> Consigne A: Recopiez sans modification un fragment du passage sur les disciples de Voltaire : partez des mots « Les relais de » et terminez après « généralité de Lille. ».
> Consigne B: Selon le passage sur les disciples de Voltaire, pourquoi les écrivains mineurs peuvent-ils être considérés comme des relais de sa pensée ? Répondez en une à trois phrases.
> Consigne C: Dressez la liste complète des personnes sur lesquelles, d'après le passage sur les disciples de Voltaire, celui-ci pouvait compter.

> Passage extrait:
Les relais de la pensée voltairienne sont aussi et surtout les écrivains mineurs qui reprennent et orchestrent les thèmes fondamentaux de ses livres. La présence de ces minores atteste le prestige du maître, son ascendant sur les autres publicistes, son succès auprès des lecteurs. Cette multiplication de fidèles dévoués, de disciples, de compilateurs même accrut le rayonnement des principes de Voltaire; il pouvait compter sur le chanoine Guy de Valori, sur Pierre de la Moot, chapelain de Saint-Pierre, sur Montlinot, sur Mathon qui imita la Henriade, sur Decroix, trésorier de la généralité de Lille.
Jacques-Joseph Decroix, avocat au Parlement, trésorier de France, lié à la famille Panckoucke, publie en 1776 l'Ami des Arts ou justification de plusieurs grands hommes qui comprend une apologie de Voltaire et une réplique aux attaques de Jean-Marie Clément. Cet admirateur inconditionnel du patriarche de Ferney mit en ordre les manuscrits de Voltaire et essaya de 1779 à 1782 de réconcilier Panckoucke et Beaumarchais dans la perspective de l'édition de KehlGa naar eind(9).

> Lignes extraites:
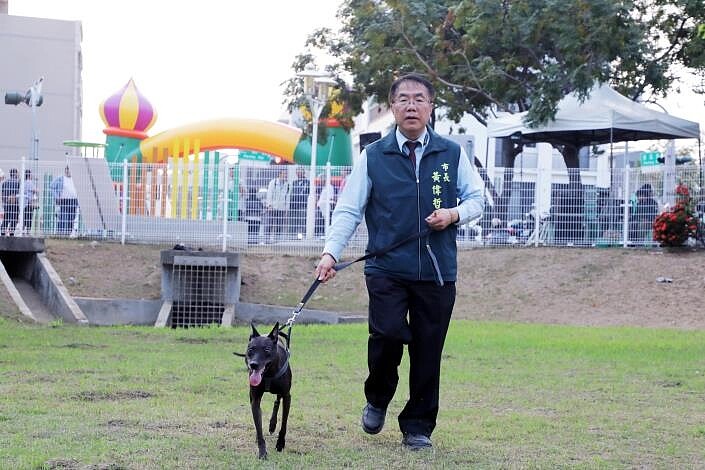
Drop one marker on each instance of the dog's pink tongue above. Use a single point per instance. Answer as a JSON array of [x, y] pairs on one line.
[[255, 377]]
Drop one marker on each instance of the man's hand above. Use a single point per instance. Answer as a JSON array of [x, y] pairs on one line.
[[441, 218], [324, 270]]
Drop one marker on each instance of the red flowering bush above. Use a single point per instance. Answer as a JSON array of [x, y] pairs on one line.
[[674, 226]]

> Réponse A:
Les relais de la pensée voltairienne sont aussi et surtout les écrivains mineurs qui reprennent et orchestrent les thèmes fondamentaux de ses livres. La présence de ces minores atteste le prestige du maître, son ascendant sur les autres publicistes, son succès auprès des lecteurs. Cette multiplication de fidèles dévoués, de disciples, de compilateurs même accrut le rayonnement des principes de Voltaire; il pouvait compter sur le chanoine Guy de Valori, sur Pierre de la Moot, chapelain de Saint-Pierre, sur Montlinot, sur Mathon qui imita la Henriade, sur Decroix, trésorier de la généralité de Lille.

> Réponse B: Ils reprennent et orchestrent les thèmes fondamentaux des livres de Voltaire. La multiplication de ces fidèles, disciples et compilateurs accrut ainsi le rayonnement de ses principes.

> Réponse C:
- le chanoine Guy de Valori
- Pierre de la Moot, chapelain de Saint-Pierre
- Montlinot
- Mathon, qui imita la Henriade
- Decroix, trésorier de la généralité de Lille